Excerpt provided >>
────────────────────

Spolsky was contemptuous of “psychometrists”:

    • In the approach of scientific modern tests, the criterion of authenticity of task is generally submerged by the greater attention given to psychometric criteria of validity and reliability. The psychometrists[42] are ‘hocus-pocus’ scientists in the fullest sense; in their arguments, they sometimes even claim  not to care what they measure provided that their measurement predicts the criterion variable: face validity receives no more than lip service.[43]

Spolsky’s recent “postmodern” approach to psychometrics is that it should be used in conjunction with “humanist” approaches.[44] The view in this study, which, for some researchers is taken for granted but for others is highly contested, is that “language testing cannot be done without adequate statistics”.[45]

Psychometric assessmentin language assessment traditionally means norm-referenced assessment, which is not concerned with individual scores but with the dispersion of scores within a group, where the concern is with maximising individual differences between test takers on the variable that is being measured.[46] For many, psychometrics has become synonymous with quantitative measurement and statistical measurement[47], and this is how I use psychometrics in this study.

The perennial problem in language testing, indeed of all testing, is finding a balance between reliability and validity. Spolsky’s coupling of validity with psychometrics may create the impression that authenticity and validity are separate issues. Of course, there is much more to validity than validity coefficients. The major issue in validity has to do with specifying what authentic tests are. Thus, psychometric data only become digestible  – and palatable – when theory gives meat to the number-crunching.

The  term psychometric tests has another meaning.. For example, at a conference on academic development, where I presented a paper on this topic[48] , a member of the audience said that she was “boiling” because psychometrics, she insisted was far more than norm- referenced measurement”. Her view was that psychometric tests measured the psyche (the literal meaning of psychometrics) and was embedded, she insisted (correctly), in the flesh-and-blood context of individuals, and therefore psychometric tests involve far more than a comparison between individuals and groups. I was taken aback by her outburst, not because she did not have a valid definition of psychometrics, but because this definition of psychometrics, because the of the different context, had never entered my mind, owing, no doubt, to my maximum attention to what interested me.

The method used in this study is mainly quantitatively based, where the emphasis is on norm-referenced testing. In language testing, as in second language acquisition research in general, quantitative measurement has been challenged for more than two decades by qualitative methods of research: indeed, qualitative measurement has been setting itself up as the only legitimate form of research.[49] Terre Blanche distinguishes between “two different constituencies” of qualitative researchers:

those who would use qualitative methods as a humanist, emancipatory tool to access authentic subjective experiences so easily censored out by more hard-nosed quantitative methods, and those who want to use qualitative methods such as discourse analysis to critique the semantic practices of both ‘scientific’ and ‘humanist’ psychologies.[50]

Both constituencies reject the domination of the norm over the individual.

“Norm” has two meanings, which are sometimes not distinguished. For example, at the conference of the National Educators of Teachers of English (NAETE) at Potchefstroom (September 17-18 1998) I was discussing the concept of “norm” with Johan van der Walt of Potchefstroom University of Christian Education. We were in one accord that the individual without the norm is an abstraction. It is was only while Van der Walt was presenting his paper that I realised that we were using the same term for two distinct concepts.

────────────────────

Dataset excerpt >>
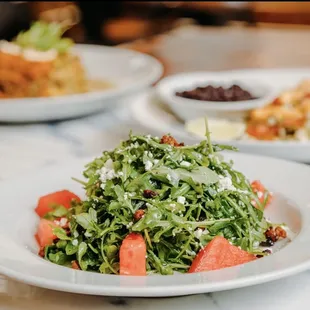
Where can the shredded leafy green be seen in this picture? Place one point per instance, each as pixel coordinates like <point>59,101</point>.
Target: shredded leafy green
<point>43,37</point>
<point>196,195</point>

────────────────────

Stated goal >> In the excerpt on psychometrics in language testing, copy the part from "The  term psychometric" up to and including "what interested me.", replacing "outburst" with "reaction".

Result >>
The  term psychometric tests has another meaning.. For example, at a conference on academic development, where I presented a paper on this topic[48] , a member of the audience said that she was “boiling” because psychometrics, she insisted was far more than norm- referenced measurement”. Her view was that psychometric tests measured the psyche (the literal meaning of psychometrics) and was embedded, she insisted (correctly), in the flesh-and-blood context of individuals, and therefore psychometric tests involve far more than a comparison between individuals and groups. I was taken aback by her reaction, not because she did not have a valid definition of psychometrics, but because this definition of psychometrics, because the of the different context, had never entered my mind, owing, no doubt, to my maximum attention to what interested me.